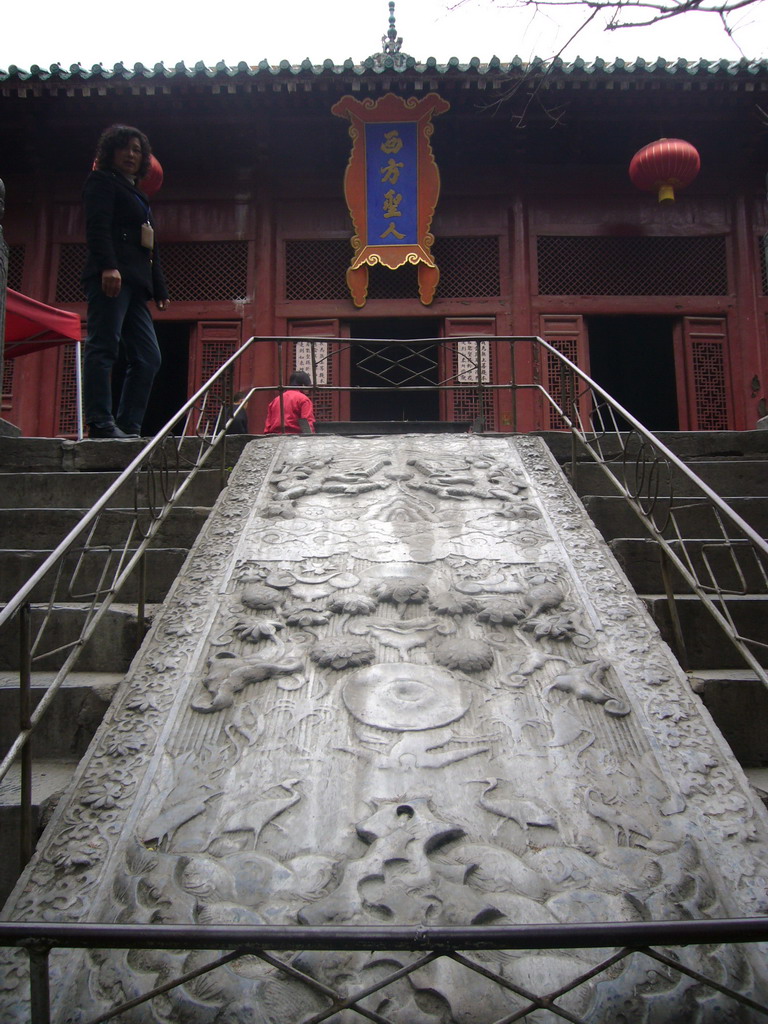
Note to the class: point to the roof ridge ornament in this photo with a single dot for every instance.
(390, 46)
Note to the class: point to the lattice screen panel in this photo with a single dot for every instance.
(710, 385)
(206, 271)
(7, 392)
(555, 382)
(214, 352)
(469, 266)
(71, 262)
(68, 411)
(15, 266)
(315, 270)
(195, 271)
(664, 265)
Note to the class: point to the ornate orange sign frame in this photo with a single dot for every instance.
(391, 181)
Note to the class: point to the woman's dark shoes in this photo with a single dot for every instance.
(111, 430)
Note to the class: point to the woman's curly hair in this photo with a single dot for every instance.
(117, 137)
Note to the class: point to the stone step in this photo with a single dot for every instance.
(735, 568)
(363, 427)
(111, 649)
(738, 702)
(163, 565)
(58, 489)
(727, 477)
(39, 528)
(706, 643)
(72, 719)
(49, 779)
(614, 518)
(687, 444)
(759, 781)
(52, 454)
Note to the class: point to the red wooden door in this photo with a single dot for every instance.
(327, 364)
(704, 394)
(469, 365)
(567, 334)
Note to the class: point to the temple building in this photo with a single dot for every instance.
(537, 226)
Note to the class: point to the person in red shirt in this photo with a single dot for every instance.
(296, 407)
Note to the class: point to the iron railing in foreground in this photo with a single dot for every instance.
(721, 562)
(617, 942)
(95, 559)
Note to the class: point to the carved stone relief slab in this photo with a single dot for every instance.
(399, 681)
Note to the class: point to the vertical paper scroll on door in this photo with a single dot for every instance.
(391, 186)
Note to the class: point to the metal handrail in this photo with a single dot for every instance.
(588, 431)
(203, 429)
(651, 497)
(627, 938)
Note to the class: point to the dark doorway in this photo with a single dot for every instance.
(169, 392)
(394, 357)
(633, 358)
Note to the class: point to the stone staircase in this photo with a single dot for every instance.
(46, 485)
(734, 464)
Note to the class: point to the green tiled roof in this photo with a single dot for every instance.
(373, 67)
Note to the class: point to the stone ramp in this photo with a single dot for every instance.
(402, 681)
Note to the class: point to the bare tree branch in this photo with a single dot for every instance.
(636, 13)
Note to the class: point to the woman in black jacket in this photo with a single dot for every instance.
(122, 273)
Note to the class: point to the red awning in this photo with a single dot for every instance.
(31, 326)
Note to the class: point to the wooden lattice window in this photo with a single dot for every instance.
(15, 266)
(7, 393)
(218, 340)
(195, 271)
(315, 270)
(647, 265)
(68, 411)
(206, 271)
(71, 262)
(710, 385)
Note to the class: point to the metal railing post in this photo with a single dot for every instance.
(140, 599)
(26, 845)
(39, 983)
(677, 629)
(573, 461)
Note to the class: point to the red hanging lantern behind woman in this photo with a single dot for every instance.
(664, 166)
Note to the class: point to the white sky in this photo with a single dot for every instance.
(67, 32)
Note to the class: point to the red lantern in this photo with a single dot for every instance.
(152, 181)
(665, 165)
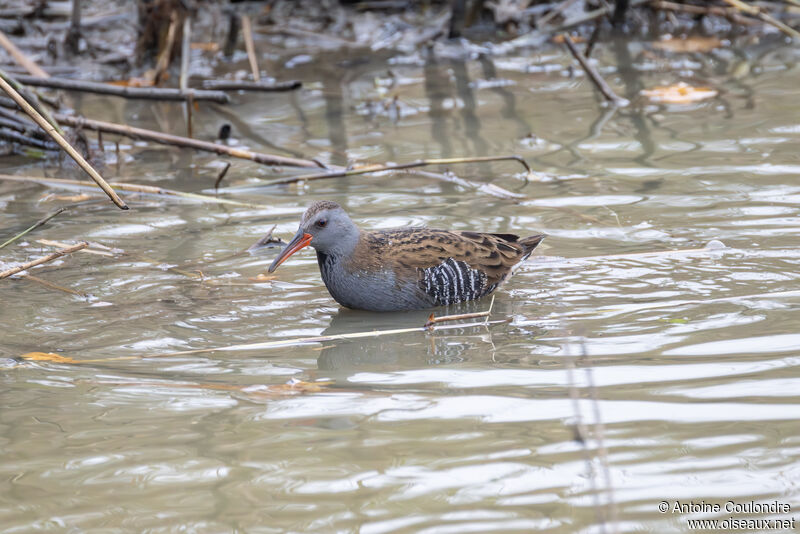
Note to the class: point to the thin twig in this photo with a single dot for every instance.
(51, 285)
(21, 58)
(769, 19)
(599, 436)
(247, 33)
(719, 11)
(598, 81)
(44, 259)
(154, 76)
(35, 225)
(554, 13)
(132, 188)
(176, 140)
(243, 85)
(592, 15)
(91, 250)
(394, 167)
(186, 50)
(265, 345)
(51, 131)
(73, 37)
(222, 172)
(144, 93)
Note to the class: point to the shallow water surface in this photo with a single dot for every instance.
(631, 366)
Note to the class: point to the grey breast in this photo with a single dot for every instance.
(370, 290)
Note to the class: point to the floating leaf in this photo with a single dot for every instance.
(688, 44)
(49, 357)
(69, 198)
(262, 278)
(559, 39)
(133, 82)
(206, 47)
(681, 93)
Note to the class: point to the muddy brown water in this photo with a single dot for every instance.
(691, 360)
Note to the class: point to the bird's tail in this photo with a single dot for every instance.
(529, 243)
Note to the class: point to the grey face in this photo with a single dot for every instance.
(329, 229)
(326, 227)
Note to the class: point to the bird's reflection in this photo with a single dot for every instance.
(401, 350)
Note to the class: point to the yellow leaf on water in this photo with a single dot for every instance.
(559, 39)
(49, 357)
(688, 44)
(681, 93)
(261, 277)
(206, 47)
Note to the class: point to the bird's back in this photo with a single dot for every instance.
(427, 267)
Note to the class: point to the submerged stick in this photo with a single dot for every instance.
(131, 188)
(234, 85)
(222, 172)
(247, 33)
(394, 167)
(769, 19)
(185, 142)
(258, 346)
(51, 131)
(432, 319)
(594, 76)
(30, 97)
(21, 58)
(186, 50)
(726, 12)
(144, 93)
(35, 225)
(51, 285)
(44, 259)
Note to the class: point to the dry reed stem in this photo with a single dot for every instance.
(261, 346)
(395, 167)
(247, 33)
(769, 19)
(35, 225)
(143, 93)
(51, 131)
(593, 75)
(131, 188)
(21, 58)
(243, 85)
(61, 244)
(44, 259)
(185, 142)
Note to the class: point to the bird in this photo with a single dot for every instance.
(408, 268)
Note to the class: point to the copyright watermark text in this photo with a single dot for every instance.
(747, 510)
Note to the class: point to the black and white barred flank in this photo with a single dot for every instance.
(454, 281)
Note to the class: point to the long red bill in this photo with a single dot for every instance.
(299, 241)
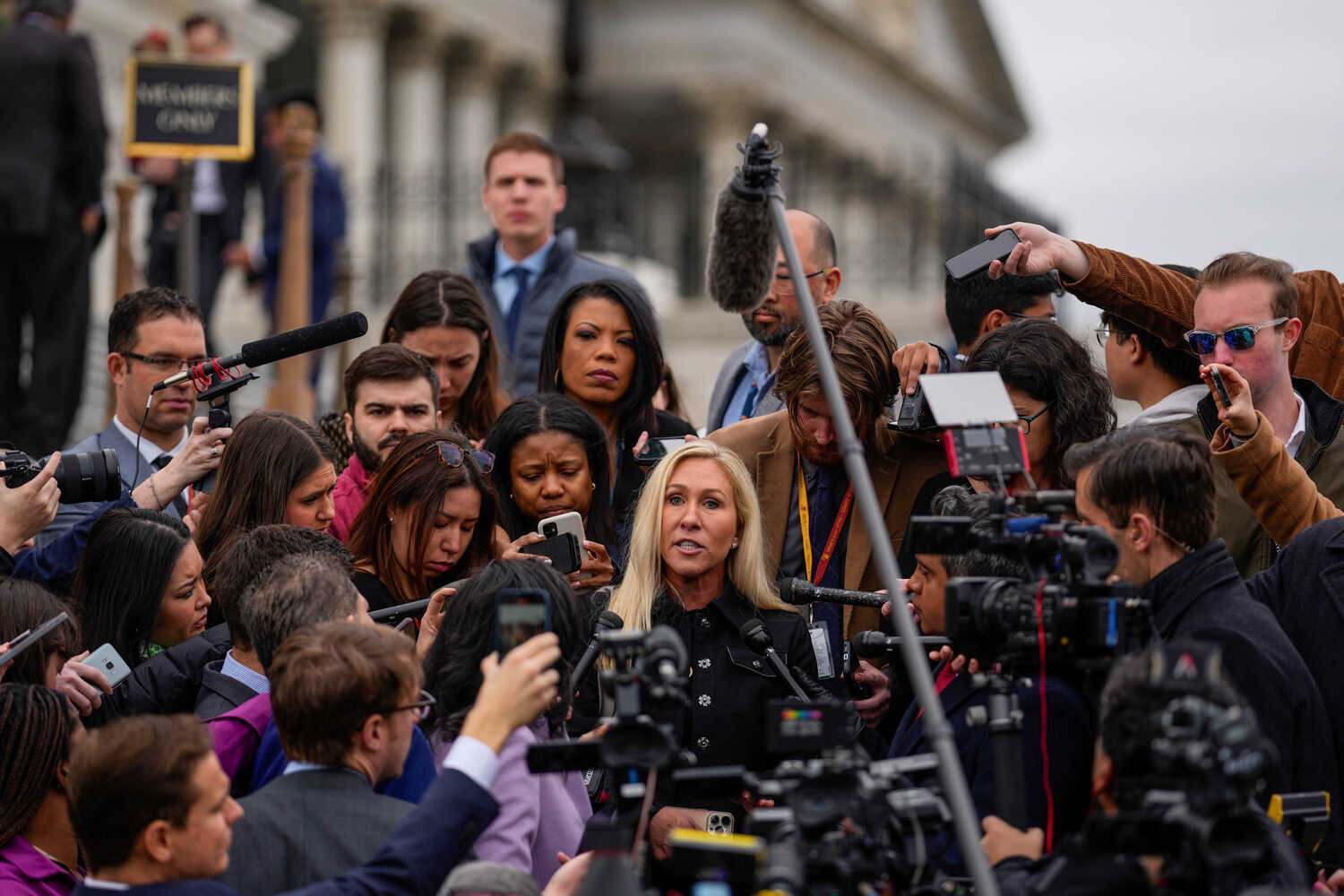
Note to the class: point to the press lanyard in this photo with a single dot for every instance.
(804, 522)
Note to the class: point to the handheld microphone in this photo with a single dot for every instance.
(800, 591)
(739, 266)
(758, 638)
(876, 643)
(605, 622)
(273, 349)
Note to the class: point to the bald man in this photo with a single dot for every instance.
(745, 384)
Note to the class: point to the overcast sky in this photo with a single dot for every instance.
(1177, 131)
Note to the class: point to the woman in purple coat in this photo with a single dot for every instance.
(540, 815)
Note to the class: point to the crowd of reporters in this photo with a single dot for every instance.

## [AIM]
Look above for the line containing "Note to the class: point to the bird's reflection"; output that line and all lines after it through the last one exactly, without the pictures.

## [THE OUTPUT]
Note to the class: point to the bird's reflection in this photo with a single dot for every instance.
(401, 350)
Note to the class: point to the yellow leaf on water in this photo with a single dot for every instance.
(559, 39)
(49, 357)
(688, 44)
(681, 93)
(261, 277)
(206, 47)
Note to the class: point to the bird's back in this photo with a single dot for every instance.
(427, 267)
Note to the class: point to the submerged stick in this photo with a single dot for every instance.
(131, 188)
(234, 85)
(222, 172)
(247, 33)
(394, 167)
(769, 19)
(185, 142)
(258, 346)
(51, 131)
(432, 319)
(594, 76)
(30, 97)
(21, 58)
(186, 50)
(726, 12)
(144, 93)
(35, 225)
(51, 285)
(44, 259)
Note to the class: point to the dry reed stem in this photo with a single dot for every instance.
(261, 346)
(395, 167)
(247, 33)
(769, 19)
(35, 225)
(143, 93)
(51, 131)
(593, 75)
(131, 188)
(21, 58)
(243, 85)
(61, 244)
(44, 259)
(185, 142)
Note to the class: point to the bird in this photo with a single dot for every instance.
(408, 268)
Note to the class: point to the copyright watermark text in this photo with a single dot for every instance.
(747, 510)
Note to the class: point to the black and white barred flank in this photo with a single dot for every instance.
(454, 281)
Note to the class: point to the long red bill in this photo with a single dot for every instance.
(299, 241)
Note to the class: point to the press lanyard in this photo with a single dot for every instance.
(804, 522)
Note to the class: point to the handheld microphone in this photo with a single dot for every instance.
(800, 591)
(739, 266)
(758, 638)
(876, 643)
(605, 622)
(273, 349)
Note to the class: point to the bald man in this photo with a single dot for every instance.
(745, 384)
Note to the class: point to the overcast sky in this photo with a single dot for every instance.
(1177, 131)
Note to the class: point to the woman in purple coat in this photo with a single dot for every instance.
(540, 815)
Note to the class: point to the crowd of reporters in this photo with a single dot for every instance.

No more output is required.